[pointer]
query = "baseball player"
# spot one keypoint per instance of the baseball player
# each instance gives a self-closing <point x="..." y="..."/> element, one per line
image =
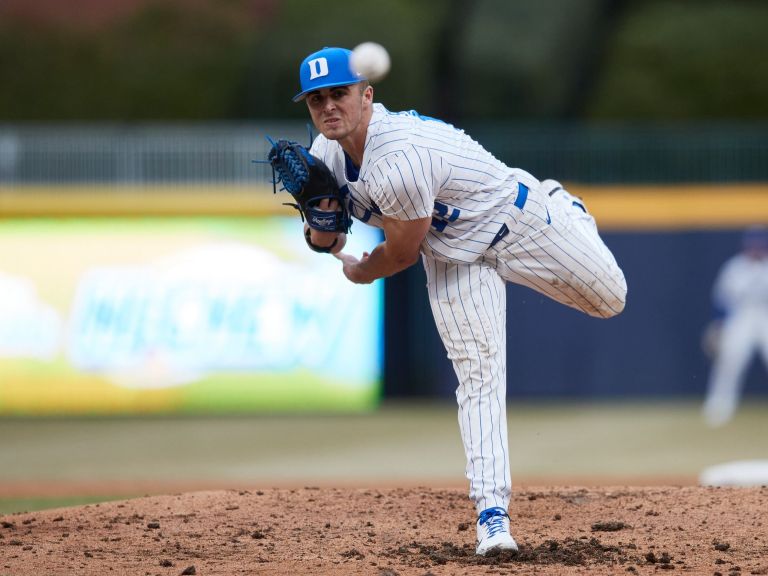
<point x="740" y="296"/>
<point x="476" y="224"/>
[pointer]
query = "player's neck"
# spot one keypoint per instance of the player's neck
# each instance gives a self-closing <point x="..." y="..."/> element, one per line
<point x="354" y="143"/>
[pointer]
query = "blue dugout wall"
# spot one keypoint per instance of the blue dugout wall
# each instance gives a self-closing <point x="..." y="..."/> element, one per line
<point x="653" y="349"/>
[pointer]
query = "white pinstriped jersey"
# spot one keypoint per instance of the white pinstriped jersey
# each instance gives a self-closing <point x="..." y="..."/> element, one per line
<point x="418" y="167"/>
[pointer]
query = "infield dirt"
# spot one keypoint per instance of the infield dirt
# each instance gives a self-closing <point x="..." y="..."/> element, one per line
<point x="395" y="532"/>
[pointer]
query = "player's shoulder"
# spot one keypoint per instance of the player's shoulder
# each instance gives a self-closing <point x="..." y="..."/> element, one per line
<point x="324" y="148"/>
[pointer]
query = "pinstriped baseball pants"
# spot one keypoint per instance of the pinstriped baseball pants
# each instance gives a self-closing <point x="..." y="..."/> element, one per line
<point x="554" y="249"/>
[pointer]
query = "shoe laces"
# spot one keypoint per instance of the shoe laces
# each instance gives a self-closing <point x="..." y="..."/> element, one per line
<point x="492" y="519"/>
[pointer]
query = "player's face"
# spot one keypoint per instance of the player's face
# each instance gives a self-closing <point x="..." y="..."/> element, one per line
<point x="339" y="112"/>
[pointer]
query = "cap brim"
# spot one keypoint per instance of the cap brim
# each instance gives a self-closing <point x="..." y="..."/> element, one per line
<point x="301" y="95"/>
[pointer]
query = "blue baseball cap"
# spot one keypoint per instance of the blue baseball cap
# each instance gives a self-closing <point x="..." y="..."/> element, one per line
<point x="324" y="69"/>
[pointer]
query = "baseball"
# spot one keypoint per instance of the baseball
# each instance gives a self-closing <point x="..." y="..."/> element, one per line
<point x="370" y="60"/>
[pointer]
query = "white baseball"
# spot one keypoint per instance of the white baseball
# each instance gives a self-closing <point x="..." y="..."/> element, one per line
<point x="370" y="60"/>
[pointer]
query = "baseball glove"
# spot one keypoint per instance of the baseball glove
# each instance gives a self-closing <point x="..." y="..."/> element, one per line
<point x="309" y="181"/>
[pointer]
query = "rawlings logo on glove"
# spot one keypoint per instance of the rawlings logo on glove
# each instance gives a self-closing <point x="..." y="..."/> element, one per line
<point x="309" y="181"/>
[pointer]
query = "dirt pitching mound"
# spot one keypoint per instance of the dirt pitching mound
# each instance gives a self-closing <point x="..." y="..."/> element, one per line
<point x="400" y="532"/>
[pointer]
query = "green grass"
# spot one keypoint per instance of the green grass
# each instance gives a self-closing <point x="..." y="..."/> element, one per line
<point x="20" y="505"/>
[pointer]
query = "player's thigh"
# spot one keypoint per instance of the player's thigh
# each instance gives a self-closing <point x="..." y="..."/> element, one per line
<point x="469" y="306"/>
<point x="568" y="263"/>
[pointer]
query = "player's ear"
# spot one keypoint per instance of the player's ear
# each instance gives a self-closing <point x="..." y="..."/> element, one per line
<point x="367" y="92"/>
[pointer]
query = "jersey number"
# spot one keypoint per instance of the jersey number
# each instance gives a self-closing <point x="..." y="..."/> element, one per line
<point x="440" y="221"/>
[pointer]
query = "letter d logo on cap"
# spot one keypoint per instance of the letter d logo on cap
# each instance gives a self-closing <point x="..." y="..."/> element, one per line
<point x="317" y="68"/>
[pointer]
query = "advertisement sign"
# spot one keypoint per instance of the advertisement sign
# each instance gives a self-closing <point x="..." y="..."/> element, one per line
<point x="190" y="314"/>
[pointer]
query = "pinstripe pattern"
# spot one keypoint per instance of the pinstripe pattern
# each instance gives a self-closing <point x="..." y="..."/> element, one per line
<point x="416" y="168"/>
<point x="469" y="305"/>
<point x="410" y="163"/>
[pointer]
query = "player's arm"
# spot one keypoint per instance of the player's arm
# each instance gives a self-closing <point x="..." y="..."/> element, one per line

◆ ◆ ◆

DO THIS:
Without including the pictures, return each record above exactly as it stands.

TASK SOLUTION:
[pointer]
query = "baseball player"
# spot one keypoint per instance of the baseball player
# each instance gives a self-closing <point x="..." y="..."/> element, one per line
image =
<point x="740" y="296"/>
<point x="476" y="224"/>
[pointer]
query = "player's neck"
# spot one keypoint per instance of the player's neck
# each instance gives a self-closing <point x="..." y="..."/> element, one per line
<point x="354" y="143"/>
[pointer]
query = "blue dugout wall"
# spot one keypoint per instance of the blue dugout wall
# each instance gives a self-closing <point x="..." y="..."/> element, one per line
<point x="653" y="349"/>
[pointer]
query = "white pinstriped jersey"
# spot one keypoint per instance of the white pinstriped jersey
# each instance gives a self-closing <point x="..." y="..."/> element, one per line
<point x="418" y="167"/>
[pointer]
query = "infield dirt"
# spot one keypoint per instance of the infield dirt
# each instance gives a self-closing <point x="..." y="..."/> element, one per line
<point x="395" y="532"/>
[pointer]
query = "player's shoulder"
# spot one keypoint per instance of the player's shoulder
# each instance gives a self-closing <point x="..." y="..."/> element, one per line
<point x="324" y="148"/>
[pointer]
query = "pinstriped baseball pants"
# spot one keypoint per instance of the pinstriped baseball pants
# each instance gives a self-closing <point x="..." y="..."/> element, one per line
<point x="554" y="249"/>
[pointer]
query = "shoe laces"
# spot one keypoint per instance of the shoe laces
# each instance gives a self-closing <point x="..." y="..."/> element, one per line
<point x="492" y="519"/>
[pointer]
query = "player's face"
# spot one keypoint per instance of the player's face
# each instance gives a self-closing <point x="..." y="..."/> element, one per line
<point x="339" y="112"/>
[pointer]
query = "cap brim"
# spot one keypoint per instance of the cap brim
# each instance gives a self-closing <point x="..." y="..."/> element, one per line
<point x="301" y="95"/>
[pointer]
query = "blue baseball cap"
# spot one keypoint per instance of the blue baseball cap
# each instance gives a self-closing <point x="..." y="..."/> element, one per line
<point x="324" y="69"/>
[pointer]
query = "baseball"
# spot one keypoint per instance of the baseball
# each instance gives a self-closing <point x="..." y="..."/> element, one per line
<point x="370" y="60"/>
[pointer]
query = "white baseball"
# spot one keypoint per instance of the white baseball
# each instance gives a self-closing <point x="..." y="..."/> element, one per line
<point x="370" y="60"/>
[pointer]
query = "baseball glove"
# spot one keypoint per instance of the baseball glove
# each instance gives a self-closing <point x="..." y="..."/> element, one per line
<point x="309" y="181"/>
[pointer]
query = "rawlings logo on glove"
# spot one keypoint per instance of the rawlings logo on glove
# each instance gives a self-closing <point x="..." y="..."/> element, one per line
<point x="309" y="181"/>
[pointer]
query = "dirt pitching mound"
# spot one keypoint per instance of the dirt pitching mound
# each instance gives a self-closing <point x="..." y="..."/> element, one per line
<point x="400" y="532"/>
[pointer]
query = "green grass"
# spot one keypoint per instance of the green grass
# each instance gives a self-closing <point x="..." y="..."/> element, one per line
<point x="20" y="505"/>
[pointer]
query = "player's thigh"
# spot one keypoint per instance of the player's thigh
# each instance gives a self-closing <point x="..." y="..."/> element, one per line
<point x="469" y="306"/>
<point x="568" y="263"/>
[pointer]
query = "player's ear"
# spot one keypoint per instance of the player's ear
# each instance gives a self-closing <point x="..." y="..."/> element, one per line
<point x="367" y="92"/>
[pointer]
query = "jersey number"
# spot one keypoint per instance of the jersey number
# each instance gives a self-closing <point x="..." y="..."/> element, one per line
<point x="440" y="221"/>
[pointer]
query = "letter d logo on cap"
# spot one keypoint per instance of the letter d logo on cap
# each instance gives a self-closing <point x="..." y="..."/> element, one per line
<point x="317" y="68"/>
[pointer]
query = "advertisement sign"
# spot one keypoint per instance of the advertisement sign
# each instance gives a self-closing <point x="..." y="..."/> element, one per line
<point x="190" y="314"/>
[pointer]
query = "pinstripe pattern"
# spot one keypoint per instance of the pinstripe pattern
# each instance gives a self-closing <point x="..." y="..."/> element, one per line
<point x="416" y="168"/>
<point x="469" y="305"/>
<point x="410" y="163"/>
[pointer]
query = "player's arm"
# spot one keypoint per instance of the player's arm
# each instance gives a self-closing <point x="..." y="..."/> element, one per line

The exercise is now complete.